──────── Recorded data

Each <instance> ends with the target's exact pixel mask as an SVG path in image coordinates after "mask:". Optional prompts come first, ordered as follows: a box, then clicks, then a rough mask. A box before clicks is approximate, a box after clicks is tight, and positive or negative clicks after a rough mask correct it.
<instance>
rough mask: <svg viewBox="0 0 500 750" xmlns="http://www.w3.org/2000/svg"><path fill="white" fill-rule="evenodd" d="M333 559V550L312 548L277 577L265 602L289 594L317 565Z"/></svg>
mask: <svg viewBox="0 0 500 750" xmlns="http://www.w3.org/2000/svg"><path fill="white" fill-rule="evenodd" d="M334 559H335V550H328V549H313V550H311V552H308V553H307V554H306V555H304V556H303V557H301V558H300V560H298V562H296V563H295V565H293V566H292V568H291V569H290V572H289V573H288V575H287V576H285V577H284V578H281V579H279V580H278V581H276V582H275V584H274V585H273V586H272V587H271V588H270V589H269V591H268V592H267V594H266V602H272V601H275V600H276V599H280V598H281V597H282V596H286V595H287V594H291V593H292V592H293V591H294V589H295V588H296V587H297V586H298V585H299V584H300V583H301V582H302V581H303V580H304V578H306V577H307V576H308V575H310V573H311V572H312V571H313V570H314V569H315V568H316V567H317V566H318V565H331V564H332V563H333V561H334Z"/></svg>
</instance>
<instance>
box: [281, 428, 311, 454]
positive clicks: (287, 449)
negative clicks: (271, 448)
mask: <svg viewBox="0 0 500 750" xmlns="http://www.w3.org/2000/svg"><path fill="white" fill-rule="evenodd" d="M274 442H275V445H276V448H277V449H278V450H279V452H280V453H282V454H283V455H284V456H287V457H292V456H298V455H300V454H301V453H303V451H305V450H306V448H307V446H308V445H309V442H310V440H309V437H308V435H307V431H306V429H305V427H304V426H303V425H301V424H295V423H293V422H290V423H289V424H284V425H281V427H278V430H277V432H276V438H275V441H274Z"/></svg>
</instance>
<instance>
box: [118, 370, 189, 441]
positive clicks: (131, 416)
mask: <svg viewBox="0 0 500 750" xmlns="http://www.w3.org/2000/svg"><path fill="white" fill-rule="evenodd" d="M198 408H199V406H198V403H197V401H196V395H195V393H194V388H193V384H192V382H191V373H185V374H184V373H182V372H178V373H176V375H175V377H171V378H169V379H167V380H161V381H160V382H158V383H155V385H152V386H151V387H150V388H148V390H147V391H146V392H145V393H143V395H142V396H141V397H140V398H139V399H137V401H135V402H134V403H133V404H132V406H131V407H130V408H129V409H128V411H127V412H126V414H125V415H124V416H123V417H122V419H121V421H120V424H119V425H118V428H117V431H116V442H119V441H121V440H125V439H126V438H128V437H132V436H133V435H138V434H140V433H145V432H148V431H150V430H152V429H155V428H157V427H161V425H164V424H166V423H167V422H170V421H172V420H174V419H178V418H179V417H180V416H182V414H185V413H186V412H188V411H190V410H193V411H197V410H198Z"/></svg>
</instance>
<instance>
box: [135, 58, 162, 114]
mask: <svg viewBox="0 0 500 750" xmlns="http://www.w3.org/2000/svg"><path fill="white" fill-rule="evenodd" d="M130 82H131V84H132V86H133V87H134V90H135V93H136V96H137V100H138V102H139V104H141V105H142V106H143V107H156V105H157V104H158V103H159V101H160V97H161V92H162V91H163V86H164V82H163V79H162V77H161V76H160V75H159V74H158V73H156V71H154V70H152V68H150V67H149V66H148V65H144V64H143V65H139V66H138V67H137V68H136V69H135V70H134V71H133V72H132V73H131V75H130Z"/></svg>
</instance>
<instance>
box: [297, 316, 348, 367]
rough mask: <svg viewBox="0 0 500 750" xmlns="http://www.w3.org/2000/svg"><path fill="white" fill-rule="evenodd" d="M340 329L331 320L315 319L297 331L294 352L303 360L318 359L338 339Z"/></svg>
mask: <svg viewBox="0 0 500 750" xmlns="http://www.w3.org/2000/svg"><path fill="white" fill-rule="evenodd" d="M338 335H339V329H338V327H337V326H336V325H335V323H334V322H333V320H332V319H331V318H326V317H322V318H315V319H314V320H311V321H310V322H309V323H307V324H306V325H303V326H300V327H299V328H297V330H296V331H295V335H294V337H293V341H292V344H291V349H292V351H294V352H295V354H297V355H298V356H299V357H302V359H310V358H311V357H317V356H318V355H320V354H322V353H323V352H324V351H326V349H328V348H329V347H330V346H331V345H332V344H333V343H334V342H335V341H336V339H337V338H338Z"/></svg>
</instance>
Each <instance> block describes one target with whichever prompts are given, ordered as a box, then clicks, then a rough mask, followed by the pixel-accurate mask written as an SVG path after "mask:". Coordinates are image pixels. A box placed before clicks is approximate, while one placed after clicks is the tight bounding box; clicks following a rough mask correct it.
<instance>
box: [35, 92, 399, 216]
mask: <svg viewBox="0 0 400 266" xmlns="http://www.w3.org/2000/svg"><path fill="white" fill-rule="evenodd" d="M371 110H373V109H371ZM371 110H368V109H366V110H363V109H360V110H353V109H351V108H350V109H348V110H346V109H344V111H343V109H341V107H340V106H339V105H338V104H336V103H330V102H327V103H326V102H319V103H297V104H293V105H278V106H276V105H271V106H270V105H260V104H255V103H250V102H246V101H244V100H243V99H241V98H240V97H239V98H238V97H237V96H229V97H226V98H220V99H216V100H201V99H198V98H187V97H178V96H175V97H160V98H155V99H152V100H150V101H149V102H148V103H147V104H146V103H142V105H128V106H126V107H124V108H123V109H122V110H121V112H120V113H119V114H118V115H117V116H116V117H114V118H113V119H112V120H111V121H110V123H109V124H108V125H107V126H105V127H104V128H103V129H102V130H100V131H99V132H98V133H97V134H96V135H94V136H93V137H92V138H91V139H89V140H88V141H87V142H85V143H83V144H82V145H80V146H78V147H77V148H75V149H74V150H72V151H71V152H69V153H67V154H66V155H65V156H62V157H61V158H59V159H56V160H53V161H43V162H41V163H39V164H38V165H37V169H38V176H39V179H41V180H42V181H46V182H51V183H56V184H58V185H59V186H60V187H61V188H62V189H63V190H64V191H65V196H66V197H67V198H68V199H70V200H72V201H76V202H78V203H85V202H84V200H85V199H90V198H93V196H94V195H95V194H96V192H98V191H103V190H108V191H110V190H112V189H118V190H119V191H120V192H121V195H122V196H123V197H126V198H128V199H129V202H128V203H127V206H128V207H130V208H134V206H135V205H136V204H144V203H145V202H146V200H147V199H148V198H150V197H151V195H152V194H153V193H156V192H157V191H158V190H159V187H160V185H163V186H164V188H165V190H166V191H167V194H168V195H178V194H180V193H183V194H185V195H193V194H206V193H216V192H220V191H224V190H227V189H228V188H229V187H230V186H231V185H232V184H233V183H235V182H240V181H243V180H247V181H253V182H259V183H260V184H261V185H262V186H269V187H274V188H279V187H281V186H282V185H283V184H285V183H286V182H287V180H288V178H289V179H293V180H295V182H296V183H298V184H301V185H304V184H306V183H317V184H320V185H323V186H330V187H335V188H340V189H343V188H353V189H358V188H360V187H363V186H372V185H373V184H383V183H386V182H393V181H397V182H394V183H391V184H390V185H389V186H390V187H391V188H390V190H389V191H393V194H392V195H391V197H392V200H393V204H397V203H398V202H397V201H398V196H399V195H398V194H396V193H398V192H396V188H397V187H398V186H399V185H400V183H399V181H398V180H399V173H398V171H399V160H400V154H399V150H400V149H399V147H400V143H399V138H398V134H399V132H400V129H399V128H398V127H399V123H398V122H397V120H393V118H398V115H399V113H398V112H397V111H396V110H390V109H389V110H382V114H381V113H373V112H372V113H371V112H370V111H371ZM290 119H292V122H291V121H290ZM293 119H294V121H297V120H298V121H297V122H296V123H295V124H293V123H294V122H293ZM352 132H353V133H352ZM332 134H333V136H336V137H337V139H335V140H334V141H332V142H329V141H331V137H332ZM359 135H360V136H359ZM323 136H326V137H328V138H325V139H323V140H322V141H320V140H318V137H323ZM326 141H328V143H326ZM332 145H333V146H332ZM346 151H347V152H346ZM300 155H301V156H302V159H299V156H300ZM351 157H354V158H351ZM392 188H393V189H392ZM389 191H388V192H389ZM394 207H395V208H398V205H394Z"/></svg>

────────────────

● Task details: Look in the material above for the line with "positive clicks: (287, 449)" and the line with "box: [118, 370, 189, 441]", and transcribe exactly those lines and all lines between them, nothing more.

● Result of this exercise:
positive clicks: (287, 449)
negative clicks: (271, 448)
mask: <svg viewBox="0 0 500 750" xmlns="http://www.w3.org/2000/svg"><path fill="white" fill-rule="evenodd" d="M274 442H275V445H276V448H277V449H278V450H279V452H280V453H282V454H283V455H284V456H287V457H292V456H298V455H300V454H301V453H303V451H305V450H306V448H307V446H308V445H309V442H310V440H309V437H308V435H307V431H306V429H305V427H304V426H303V425H301V424H295V423H293V422H290V423H289V424H284V425H281V427H278V430H277V432H276V438H275V441H274Z"/></svg>
</instance>
<instance>
box: [118, 370, 189, 441]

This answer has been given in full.